* _Document section_
══════
We had met two German guys along the way today and they had mentioned a campsite 3km outside of Ribadasella and we planned to make it there by nightfall. They told us how difficult it had been for them to find a bed in an Albergue at the end of a long day of walking and sometimes they would have to keep hiking until the next village or two to find one. It made us feel really glad to have our tent with us.

 Nowhere in town could we buy anything to eat except pinchos and we were sick of them, so we opted to go to a grocery store and buy fresh food instead, having salad tortilla wraps with fruit and juice for supper which felt like a good choice. We found a table outside a closed restaurant and decided to eat our dinner there but midway through dinner, the restaurant opened and we were told to leave immediately in a rather rude manner.
Nevertheless, our tent is up in a nice little campground. We've showered and I'm lying on my "mother of comfort" Big Agnes mattress which truly lives up to its name. 
Good night from the Camino.

Best thing in the backpack: 2 tea towels I threw in at the last moment to be used as shower towels. They double up as clavicle pads to reduce the pain from our pack straps. We both have one painful clavicle and placing a small towel under the shoulder strap works miracles!
══════
* _Problem set_
a) According to the Camino journal entry, what did the two German walkers say was hard to find at the end of a long day of walking?
b) Please rewrite the Camino journal entry starting at "Nowhere in town" and ending at "from the Camino.", replacing "campground" with "campsite".
c) Write a continuation of the Camino journal entry that picks up after its final sentence.
The lines that follow come from a different source than the Camino journal entry.
══════
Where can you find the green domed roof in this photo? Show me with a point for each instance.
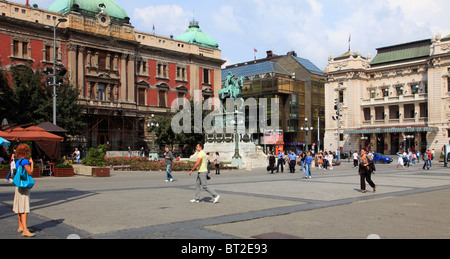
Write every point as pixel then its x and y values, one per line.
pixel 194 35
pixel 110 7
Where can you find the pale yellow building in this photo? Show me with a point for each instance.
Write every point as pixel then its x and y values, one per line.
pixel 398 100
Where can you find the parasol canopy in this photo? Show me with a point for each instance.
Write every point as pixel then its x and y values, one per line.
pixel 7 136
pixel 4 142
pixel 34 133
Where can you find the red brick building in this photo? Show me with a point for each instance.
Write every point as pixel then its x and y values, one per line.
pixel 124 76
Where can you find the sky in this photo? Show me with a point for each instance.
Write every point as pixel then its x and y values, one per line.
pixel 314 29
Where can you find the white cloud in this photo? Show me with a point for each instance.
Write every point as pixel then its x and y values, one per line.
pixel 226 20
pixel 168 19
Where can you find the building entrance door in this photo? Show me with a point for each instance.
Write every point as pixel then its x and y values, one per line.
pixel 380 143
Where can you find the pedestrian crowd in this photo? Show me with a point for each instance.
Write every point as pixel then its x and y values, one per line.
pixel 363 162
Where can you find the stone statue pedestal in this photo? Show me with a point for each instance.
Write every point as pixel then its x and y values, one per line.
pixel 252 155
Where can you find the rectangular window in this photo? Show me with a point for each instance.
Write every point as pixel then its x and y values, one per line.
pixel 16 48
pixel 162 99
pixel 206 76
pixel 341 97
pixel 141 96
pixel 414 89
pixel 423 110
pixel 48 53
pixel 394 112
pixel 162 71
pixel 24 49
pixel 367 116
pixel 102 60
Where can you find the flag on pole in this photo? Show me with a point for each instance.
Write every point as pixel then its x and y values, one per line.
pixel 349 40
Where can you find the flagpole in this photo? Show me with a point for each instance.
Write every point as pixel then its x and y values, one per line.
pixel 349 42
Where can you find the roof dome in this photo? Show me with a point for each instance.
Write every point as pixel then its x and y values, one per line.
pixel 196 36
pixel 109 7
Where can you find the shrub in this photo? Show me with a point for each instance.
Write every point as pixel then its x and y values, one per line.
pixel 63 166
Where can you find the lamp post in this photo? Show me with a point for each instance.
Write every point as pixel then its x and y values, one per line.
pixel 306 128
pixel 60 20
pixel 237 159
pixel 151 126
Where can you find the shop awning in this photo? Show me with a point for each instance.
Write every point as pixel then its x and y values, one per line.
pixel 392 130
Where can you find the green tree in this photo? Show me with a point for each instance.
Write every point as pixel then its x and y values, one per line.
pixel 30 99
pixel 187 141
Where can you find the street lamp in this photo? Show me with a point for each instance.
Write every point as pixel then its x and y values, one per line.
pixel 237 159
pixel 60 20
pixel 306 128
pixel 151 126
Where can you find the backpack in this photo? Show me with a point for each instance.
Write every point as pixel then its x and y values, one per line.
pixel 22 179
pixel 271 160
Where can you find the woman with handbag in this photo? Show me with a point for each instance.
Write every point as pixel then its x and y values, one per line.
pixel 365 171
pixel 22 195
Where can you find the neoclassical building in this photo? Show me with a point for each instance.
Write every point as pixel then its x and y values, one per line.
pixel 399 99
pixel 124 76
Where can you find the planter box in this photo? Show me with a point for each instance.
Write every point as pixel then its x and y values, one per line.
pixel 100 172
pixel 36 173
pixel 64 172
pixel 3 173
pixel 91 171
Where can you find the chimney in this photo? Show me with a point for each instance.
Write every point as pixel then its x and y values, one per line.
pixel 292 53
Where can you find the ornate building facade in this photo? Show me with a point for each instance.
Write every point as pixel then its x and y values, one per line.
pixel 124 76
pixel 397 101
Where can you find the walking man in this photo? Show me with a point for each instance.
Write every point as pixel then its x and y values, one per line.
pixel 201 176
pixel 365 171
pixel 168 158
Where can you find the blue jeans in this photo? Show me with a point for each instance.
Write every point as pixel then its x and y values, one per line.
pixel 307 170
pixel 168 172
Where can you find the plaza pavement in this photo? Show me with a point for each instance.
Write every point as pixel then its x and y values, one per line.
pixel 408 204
══════
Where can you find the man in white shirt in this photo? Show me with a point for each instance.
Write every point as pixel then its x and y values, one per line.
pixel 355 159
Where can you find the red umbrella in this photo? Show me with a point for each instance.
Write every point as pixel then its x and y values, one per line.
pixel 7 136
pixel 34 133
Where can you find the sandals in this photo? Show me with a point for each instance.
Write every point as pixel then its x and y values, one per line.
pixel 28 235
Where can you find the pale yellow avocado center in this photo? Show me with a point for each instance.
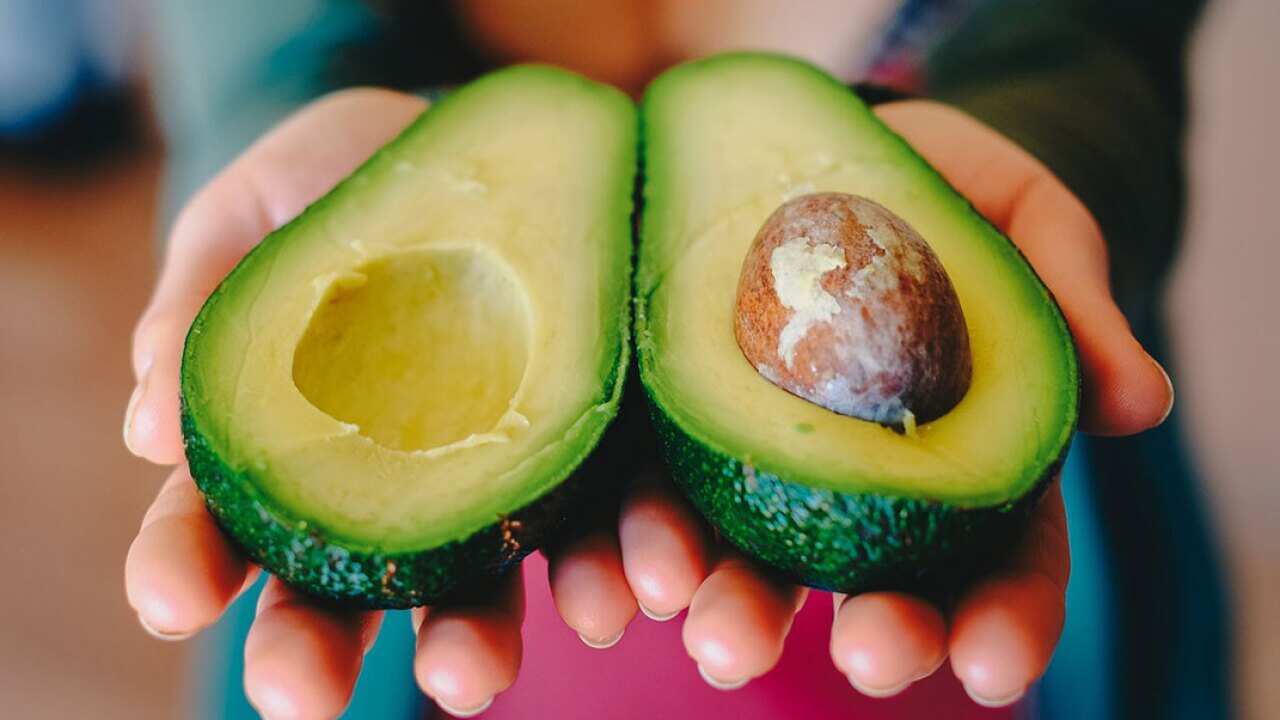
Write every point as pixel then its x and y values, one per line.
══════
* _Task-by-task answers_
a) A bed in an Albergue.

b)
Nowhere in town could we buy anything to eat except pinchos and we were sick of them, so we opted to go to a grocery store and buy fresh food instead, having salad tortilla wraps with fruit and juice for supper which felt like a good choice. We found a table outside a closed restaurant and decided to eat our dinner there but midway through dinner, the restaurant opened and we were told to leave immediately in a rather rude manner.
Nevertheless, our tent is up in a nice little campsite. We've showered and I'm lying on my "mother of comfort" Big Agnes mattress which truly lives up to its name. 
Good night from the Camino.

c)
Wednesday, May 25, 2016

Welcome to Paulina's Pension (el Camino del Norte)

Upon leaving the closed down monastery grounds early, we beelined out of Serdio.

 The hike pleasantly meandered along a river and once again we were exposed to a reference to Hawaii at a Stand Up Paddle school on the banks of a river. A sign pointing in a direction saying "Hawaii 12,399 km" was displayed along with pointing arrows to many other destinations.

After a couple of hours we saw the Austrians up ahead in Unquera and we gleefully greeted each other again. Standing with them was a Spanish man named something like "Cavi" and we learned from him at a coffee shop that a caboleta is a flaky chocolate covered pastry otherwise known as a necktie. Neither of us was sure where the Asturian border was and we were both delighted when after crossing the bridge over the River Deva that we were already in Asturias. 

There was an immediate noticeable difference in everything in this new province, ranging from the house styles which were now noticeably more colorful, to the people, who came across differently. The first part of the walk was along an ancient Roman road. After stopping off at the first Albergue that we came across to get a stamp in our Credential we passed a bus load of school children about to go on a white water rafting trip, all standing in line with their life jackets and wetsuits on.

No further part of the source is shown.